### TEXTE PRÉSENTÉ

Bon...je vois que ma réponse fait bien rire ...(j'aurais mieux fait de me relire).

Plus sérieusement, à force de chercher sur internet, j'ai pu tomber sur certain post de personne qui ont été contacté par ce numéro, et dont le compte a anormalement été débité... Donc prudence!


----------



## Galekal (1 Juillet 2013)

pascalformac a dit:


> surtout que chanter Alexandrie- Alexandra , en ce moment  pourrait être mal interpreté par un écoutant  ignorant les subtilités de la pop culture française
> ( va savoir comment ils sont formés, p'tete des as du décryptage , mais nuls en Cloclo mania)
> 
> verifie que t'as pas un drone qui zone près de chez toi dans les heures qui viennent
> ( ou même maintenant d'ailleurs)

######

_OBJECTIF FIXÉ_:
Transcrivez le passage du texte présenté qui commence aux mots « Plus sérieusement, à » et s'arrête après « en Cloclo mania) ».

### ENTRÉES RECENSÉES

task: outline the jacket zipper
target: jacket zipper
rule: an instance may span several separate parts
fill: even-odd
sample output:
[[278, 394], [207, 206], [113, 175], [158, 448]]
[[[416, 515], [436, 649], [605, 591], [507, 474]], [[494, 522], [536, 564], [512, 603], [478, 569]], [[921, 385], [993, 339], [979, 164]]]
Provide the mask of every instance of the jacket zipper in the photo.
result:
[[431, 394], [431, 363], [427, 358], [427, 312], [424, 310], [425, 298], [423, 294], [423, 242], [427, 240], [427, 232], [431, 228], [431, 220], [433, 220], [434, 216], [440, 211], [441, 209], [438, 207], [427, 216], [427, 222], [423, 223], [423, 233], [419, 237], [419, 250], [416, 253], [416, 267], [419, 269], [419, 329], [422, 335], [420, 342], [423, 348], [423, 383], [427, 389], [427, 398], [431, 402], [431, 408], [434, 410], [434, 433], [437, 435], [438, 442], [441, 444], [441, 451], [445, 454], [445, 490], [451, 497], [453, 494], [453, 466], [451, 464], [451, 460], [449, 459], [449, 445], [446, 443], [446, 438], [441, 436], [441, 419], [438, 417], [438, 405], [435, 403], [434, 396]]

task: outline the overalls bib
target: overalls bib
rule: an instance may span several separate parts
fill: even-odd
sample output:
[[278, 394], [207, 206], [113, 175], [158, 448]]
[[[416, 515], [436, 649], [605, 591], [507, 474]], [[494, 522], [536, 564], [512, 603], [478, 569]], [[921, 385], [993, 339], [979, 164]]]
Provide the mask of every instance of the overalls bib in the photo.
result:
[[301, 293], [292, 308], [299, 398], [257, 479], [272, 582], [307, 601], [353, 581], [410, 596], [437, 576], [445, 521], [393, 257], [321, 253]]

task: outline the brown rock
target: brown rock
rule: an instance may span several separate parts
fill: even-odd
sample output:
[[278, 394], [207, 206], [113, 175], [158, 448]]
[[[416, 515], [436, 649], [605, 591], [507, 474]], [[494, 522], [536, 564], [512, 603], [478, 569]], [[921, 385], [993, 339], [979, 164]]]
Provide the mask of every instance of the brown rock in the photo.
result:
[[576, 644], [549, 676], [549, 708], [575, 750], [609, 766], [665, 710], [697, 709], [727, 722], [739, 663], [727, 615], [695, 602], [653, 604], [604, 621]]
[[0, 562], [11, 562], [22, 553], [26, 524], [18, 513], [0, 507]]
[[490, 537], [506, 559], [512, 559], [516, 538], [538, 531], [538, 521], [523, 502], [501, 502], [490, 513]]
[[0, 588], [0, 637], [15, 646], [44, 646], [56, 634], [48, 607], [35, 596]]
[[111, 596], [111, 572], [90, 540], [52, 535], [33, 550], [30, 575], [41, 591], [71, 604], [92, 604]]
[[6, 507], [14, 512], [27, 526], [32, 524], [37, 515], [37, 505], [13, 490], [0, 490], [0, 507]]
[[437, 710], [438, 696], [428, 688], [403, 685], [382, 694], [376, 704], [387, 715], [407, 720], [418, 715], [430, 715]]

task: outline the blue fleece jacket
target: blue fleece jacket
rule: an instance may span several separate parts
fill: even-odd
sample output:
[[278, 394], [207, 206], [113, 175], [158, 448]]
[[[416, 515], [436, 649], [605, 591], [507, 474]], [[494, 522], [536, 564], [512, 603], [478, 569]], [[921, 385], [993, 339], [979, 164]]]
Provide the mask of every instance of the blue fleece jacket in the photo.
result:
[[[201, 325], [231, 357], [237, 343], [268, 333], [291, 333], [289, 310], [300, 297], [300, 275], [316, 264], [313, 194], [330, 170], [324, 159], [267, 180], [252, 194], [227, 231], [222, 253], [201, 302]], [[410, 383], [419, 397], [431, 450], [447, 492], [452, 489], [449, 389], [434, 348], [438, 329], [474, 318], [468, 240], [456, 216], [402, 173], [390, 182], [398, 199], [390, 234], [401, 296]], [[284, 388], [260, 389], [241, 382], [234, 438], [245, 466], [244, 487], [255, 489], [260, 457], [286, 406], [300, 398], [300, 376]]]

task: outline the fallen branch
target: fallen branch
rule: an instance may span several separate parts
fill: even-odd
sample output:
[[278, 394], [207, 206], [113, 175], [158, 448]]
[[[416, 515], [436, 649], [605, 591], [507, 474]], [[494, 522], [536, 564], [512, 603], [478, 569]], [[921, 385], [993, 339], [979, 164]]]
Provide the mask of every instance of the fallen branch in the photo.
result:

######

_RÉPONSE FOURNIE_:
Plus sérieusement, à force de chercher sur internet, j'ai pu tomber sur certain post de personne qui ont été contacté par ce numéro, et dont le compte a anormalement été débité... Donc prudence!


----------



## Galekal (1 Juillet 2013)

pascalformac a dit:


> surtout que chanter Alexandrie- Alexandra , en ce moment  pourrait être mal interpreté par un écoutant  ignorant les subtilités de la pop culture française
> ( va savoir comment ils sont formés, p'tete des as du décryptage , mais nuls en Cloclo mania)